Items listed in a dataset.
**********

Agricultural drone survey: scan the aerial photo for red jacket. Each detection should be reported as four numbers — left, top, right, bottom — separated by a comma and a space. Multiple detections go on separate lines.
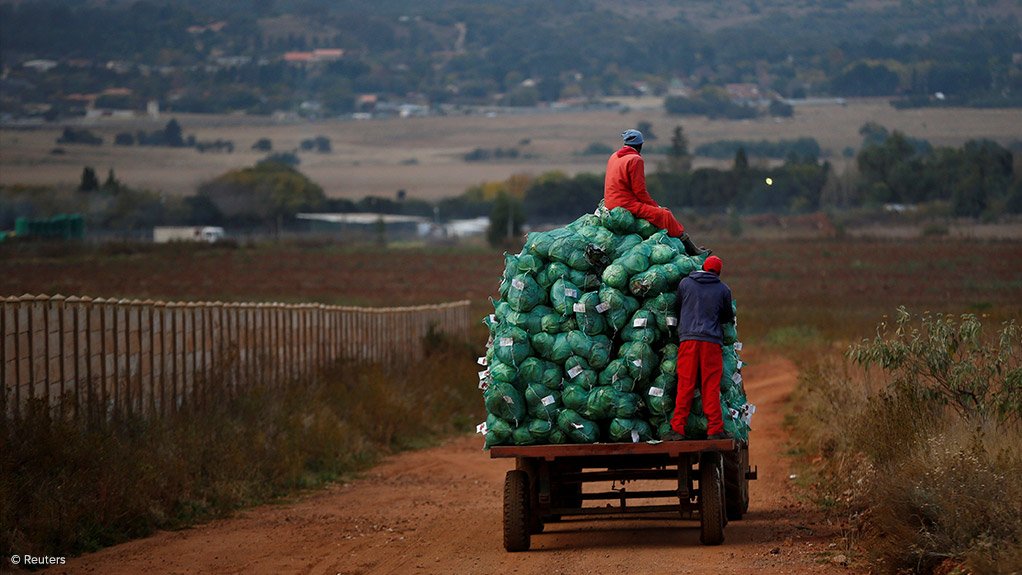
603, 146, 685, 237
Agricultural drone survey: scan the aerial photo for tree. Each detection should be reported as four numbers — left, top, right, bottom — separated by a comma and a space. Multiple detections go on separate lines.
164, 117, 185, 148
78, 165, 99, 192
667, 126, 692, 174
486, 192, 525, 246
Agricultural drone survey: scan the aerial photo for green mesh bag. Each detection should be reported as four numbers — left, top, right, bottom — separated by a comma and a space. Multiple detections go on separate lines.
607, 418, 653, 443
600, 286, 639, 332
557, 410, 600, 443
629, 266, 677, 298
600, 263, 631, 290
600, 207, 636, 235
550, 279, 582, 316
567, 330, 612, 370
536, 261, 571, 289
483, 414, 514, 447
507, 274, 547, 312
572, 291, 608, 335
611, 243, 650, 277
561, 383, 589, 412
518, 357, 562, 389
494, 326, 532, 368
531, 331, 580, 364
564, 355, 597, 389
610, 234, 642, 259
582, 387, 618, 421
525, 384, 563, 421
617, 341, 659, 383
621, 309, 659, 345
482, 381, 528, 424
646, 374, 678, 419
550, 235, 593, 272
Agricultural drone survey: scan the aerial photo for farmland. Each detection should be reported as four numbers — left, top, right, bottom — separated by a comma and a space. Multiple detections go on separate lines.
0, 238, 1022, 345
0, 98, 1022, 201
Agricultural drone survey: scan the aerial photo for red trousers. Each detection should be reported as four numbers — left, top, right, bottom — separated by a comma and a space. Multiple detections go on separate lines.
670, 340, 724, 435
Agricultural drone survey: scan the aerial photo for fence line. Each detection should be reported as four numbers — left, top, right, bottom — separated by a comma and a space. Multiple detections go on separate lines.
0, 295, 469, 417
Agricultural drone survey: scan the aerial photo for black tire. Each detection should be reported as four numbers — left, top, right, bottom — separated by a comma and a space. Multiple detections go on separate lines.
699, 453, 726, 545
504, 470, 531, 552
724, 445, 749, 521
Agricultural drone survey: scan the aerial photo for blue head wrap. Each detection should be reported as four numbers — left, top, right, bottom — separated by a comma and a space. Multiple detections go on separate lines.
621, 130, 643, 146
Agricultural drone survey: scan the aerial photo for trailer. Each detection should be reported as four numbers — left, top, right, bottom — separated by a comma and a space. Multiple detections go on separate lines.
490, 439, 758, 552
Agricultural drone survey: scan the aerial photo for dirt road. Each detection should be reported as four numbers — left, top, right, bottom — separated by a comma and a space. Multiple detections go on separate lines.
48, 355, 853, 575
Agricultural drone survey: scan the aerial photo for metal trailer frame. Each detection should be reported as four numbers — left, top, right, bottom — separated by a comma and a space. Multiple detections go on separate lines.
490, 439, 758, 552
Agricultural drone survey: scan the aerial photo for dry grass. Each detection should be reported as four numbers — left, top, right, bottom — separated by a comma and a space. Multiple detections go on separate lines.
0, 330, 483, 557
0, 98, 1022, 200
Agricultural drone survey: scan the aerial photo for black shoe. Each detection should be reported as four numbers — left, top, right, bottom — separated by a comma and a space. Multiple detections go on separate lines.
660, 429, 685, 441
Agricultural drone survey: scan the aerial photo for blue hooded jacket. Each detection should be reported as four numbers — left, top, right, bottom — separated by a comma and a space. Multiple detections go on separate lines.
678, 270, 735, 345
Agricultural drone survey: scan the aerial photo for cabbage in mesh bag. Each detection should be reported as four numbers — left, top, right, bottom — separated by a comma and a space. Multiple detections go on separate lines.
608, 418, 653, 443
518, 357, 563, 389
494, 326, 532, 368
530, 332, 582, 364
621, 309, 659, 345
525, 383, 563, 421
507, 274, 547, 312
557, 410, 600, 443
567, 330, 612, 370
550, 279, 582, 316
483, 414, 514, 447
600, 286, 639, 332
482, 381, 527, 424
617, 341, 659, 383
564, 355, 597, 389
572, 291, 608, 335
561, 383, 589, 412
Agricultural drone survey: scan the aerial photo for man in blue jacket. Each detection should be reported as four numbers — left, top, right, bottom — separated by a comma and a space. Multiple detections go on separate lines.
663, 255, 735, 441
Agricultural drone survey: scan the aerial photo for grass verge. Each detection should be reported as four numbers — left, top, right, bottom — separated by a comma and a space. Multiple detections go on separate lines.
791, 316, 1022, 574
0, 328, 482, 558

**********

Written exercise.
Please reproduce all of the lines above word for word, leaving out the pictures.

Result of this exercise.
Agricultural drone survey: scan the aerial photo for red jacket. Each detection should be reported as four numbers — left, top, right, bottom — separated by a comma and a space. Multiple detections go on separate lines.
603, 146, 685, 237
Agricultural drone survey: scan the aerial photo for tree. Each detection should be reported as four numbers — left, top, right, bottom — separated by a comma and a space. Multiple detections go on separate lines.
164, 117, 185, 148
78, 165, 99, 192
667, 126, 692, 174
486, 192, 525, 246
Agricultural drone survey: scan the aerial photo for green mesh bag. Each detection should be reported as four numbers — left, top, right, bottom — separated by a comma and a space. Multiple detections go on separate lines.
607, 418, 653, 443
600, 286, 639, 332
557, 410, 600, 443
629, 266, 677, 298
600, 263, 631, 290
600, 207, 636, 235
550, 279, 582, 316
567, 330, 612, 370
536, 261, 571, 289
483, 414, 514, 447
507, 274, 547, 312
572, 291, 608, 335
611, 243, 650, 277
561, 383, 589, 412
518, 357, 562, 389
494, 326, 532, 368
531, 331, 580, 364
564, 355, 597, 389
610, 234, 642, 259
582, 387, 618, 421
525, 384, 563, 421
617, 341, 659, 383
621, 309, 659, 345
482, 381, 528, 424
646, 374, 678, 419
550, 235, 593, 272
Agricultural drone survey: scan the aerial photo for farmland. Each detection should be reported as four numbers — left, top, right, bottom — separated by a comma and a space. Multiple detections go on separate lines.
0, 238, 1022, 345
0, 98, 1022, 201
Agricultural drone survey: scan the aerial photo for red trousers. Each detection should be reported as four numbers — left, top, right, bottom — separated by a comma and a space. Multiple detections go on separate lines.
670, 340, 724, 435
Agricultural drone survey: scan the aerial photo for fence line. Each detection should be reported as four numbers — left, top, right, bottom — separated by a comma and a space. Multiple detections go on separate lines.
0, 295, 469, 417
Agricultural drone survey: scan the aerial photo for black tire. Each detection should be reported as four numbers — left, top, right, bottom — separated by a comma and a space. Multiple detections go on separate lines.
699, 453, 726, 545
504, 470, 531, 552
724, 445, 749, 521
Agricultural drone survey: scan the aerial photo for blue head wrap. Each detection should be reported as four numbers — left, top, right, bottom — separated by a comma and a space. Multiple detections go on separate lines.
621, 130, 643, 146
Agricultural drone survey: scan the aerial photo for trailer. Each detection should be reported as four numbers — left, top, right, bottom — separated by a comma and a space. Multiple detections go on separate lines.
490, 439, 758, 552
Agricultural drone survey: scan the aerial photo for dirt road. Each detection should be reported as four numbers — left, top, right, bottom — separated by a comma and a space. Multiple detections go on separate lines.
48, 355, 853, 575
Agricultural drone survey: scan the aerial photo for metal trailer frame. Each detection should be reported as four numbers — left, top, right, bottom — separated by a comma and a space. Multiple detections go on separate lines.
490, 439, 758, 552
Agricultural drone survey: scan the aerial photo for dry grass. Each detection should be reported as four numbers — left, top, right, bottom — separated by a comma and a space. Multiple detections go on separate lines.
0, 330, 483, 557
0, 98, 1022, 200
Agricultural drone survey: scan the aerial photo for black shoe. Each detection should be reported as four numbers — left, top, right, bottom — separated by a comma and a space. Multiple detections go on separate lines.
660, 429, 685, 441
Agricultural drone survey: scan the aerial photo for blue hooded jacket. Each detection should be reported as four numbers — left, top, right, bottom — separated by a comma and a space. Multiple detections go on separate lines.
678, 270, 735, 345
Agricultural drone survey: scan the aerial photo for cabbage in mesh bag. Each detection should be reported as four numbers — left, top, right, bottom — separated by a comma and a space. Multiple detections go on separate lines.
608, 418, 653, 443
518, 357, 563, 389
494, 326, 532, 368
530, 332, 582, 364
621, 309, 659, 345
525, 383, 563, 421
507, 274, 547, 312
557, 410, 600, 443
567, 330, 612, 370
550, 279, 582, 316
483, 414, 514, 447
600, 286, 639, 332
482, 381, 527, 424
617, 341, 659, 383
564, 355, 597, 389
572, 291, 608, 335
561, 383, 589, 412
Agricultural drone survey: scan the aerial photo for man in blue jacket. Each detection should be reported as four numbers — left, top, right, bottom — separated by a comma and a space. Multiple detections go on separate lines.
663, 255, 735, 441
Agricultural drone survey: scan the aerial photo for grass verge. Each detection should be reported as four numbers — left, top, right, bottom — separated by a comma and a space. Multiple detections go on separate lines.
791, 316, 1022, 574
0, 328, 482, 558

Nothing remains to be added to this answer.